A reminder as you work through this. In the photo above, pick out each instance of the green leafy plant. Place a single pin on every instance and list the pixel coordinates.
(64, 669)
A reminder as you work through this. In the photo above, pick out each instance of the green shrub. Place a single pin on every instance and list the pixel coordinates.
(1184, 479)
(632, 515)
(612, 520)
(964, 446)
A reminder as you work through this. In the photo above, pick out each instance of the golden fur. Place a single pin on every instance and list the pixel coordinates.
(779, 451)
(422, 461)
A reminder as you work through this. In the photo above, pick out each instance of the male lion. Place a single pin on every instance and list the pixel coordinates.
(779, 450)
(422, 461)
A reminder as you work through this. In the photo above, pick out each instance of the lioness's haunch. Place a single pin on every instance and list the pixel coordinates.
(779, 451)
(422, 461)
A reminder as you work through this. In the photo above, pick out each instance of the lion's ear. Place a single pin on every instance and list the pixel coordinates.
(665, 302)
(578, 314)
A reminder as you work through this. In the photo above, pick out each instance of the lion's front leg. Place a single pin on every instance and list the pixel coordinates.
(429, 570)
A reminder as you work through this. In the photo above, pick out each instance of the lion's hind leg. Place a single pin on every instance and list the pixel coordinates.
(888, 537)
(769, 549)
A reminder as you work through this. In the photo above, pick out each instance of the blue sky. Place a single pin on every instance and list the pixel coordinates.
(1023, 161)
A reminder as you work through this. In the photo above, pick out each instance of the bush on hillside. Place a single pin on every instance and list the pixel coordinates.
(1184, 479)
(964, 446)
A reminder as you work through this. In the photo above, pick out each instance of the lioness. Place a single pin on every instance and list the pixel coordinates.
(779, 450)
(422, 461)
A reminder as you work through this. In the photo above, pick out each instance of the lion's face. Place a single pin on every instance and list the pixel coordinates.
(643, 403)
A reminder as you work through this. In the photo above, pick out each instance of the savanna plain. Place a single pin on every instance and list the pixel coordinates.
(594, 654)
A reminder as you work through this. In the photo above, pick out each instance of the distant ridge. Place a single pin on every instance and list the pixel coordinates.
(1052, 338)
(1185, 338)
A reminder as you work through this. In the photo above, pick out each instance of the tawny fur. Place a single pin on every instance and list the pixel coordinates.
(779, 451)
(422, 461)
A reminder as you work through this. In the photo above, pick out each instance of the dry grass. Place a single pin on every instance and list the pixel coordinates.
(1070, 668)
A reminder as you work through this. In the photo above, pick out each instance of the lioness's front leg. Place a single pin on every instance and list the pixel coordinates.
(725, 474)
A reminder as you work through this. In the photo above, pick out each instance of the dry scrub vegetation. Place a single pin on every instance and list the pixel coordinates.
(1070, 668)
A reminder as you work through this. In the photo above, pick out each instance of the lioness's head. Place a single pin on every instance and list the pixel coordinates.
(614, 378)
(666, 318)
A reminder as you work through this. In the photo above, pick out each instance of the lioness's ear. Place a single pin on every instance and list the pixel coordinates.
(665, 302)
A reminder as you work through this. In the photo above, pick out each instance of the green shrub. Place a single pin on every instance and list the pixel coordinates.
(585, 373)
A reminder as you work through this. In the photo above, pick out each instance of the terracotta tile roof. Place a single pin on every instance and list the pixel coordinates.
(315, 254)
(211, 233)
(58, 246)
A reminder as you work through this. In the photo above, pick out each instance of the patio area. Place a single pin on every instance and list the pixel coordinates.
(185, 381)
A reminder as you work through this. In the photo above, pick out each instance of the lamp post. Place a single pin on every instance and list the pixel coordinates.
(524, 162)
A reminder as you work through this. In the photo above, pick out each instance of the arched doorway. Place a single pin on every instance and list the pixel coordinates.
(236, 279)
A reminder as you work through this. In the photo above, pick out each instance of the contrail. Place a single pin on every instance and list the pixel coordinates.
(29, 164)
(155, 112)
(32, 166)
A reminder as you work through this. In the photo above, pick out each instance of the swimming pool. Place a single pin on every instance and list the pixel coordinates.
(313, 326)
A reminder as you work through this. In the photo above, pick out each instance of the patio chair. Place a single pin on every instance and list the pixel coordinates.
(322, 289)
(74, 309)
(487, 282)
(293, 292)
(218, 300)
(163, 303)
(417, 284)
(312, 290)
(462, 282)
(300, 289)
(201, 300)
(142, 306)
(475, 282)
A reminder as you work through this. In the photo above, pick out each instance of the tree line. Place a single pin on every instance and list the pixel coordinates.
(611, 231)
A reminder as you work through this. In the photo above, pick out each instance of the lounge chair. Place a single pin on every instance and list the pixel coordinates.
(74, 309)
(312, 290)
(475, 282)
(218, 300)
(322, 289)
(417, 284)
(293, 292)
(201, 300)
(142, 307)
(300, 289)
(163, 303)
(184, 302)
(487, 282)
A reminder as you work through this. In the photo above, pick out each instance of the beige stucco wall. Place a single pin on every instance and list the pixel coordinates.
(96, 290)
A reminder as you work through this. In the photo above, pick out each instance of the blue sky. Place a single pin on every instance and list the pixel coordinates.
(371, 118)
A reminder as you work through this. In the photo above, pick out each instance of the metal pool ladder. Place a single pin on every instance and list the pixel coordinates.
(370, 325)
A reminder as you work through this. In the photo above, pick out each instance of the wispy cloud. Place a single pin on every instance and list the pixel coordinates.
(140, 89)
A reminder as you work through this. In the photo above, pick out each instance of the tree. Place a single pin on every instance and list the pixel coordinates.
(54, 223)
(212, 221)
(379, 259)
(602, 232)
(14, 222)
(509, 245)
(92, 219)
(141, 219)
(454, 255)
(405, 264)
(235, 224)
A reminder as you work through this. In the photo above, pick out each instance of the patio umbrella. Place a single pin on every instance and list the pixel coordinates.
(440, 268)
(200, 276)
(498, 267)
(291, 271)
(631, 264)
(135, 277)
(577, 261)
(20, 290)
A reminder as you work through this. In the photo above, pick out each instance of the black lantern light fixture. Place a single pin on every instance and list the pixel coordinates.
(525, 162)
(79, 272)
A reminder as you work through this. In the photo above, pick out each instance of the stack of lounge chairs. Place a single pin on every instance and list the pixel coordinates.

What the exercise asks: The lines to reproduce run from the one that contains "the patio umbrella." through the last line above; copy them exactly.

Exercise solution:
A reminder as you work through this. In the photo above, pick out each instance of the patio umbrella. Place a single pin on every instance and list the pixel coordinates.
(440, 268)
(200, 276)
(498, 267)
(291, 271)
(631, 264)
(135, 277)
(577, 261)
(20, 290)
A reminder as you work through this. In the photo above, pick out each instance of the black lantern light fixture. Place a single pin on every instance and list the pixel coordinates.
(525, 162)
(79, 272)
A reminder as you work through this. In the photo above, pick out each instance of the stack of lounge chairs. Place a single pin on every instance and list the pixel coordinates.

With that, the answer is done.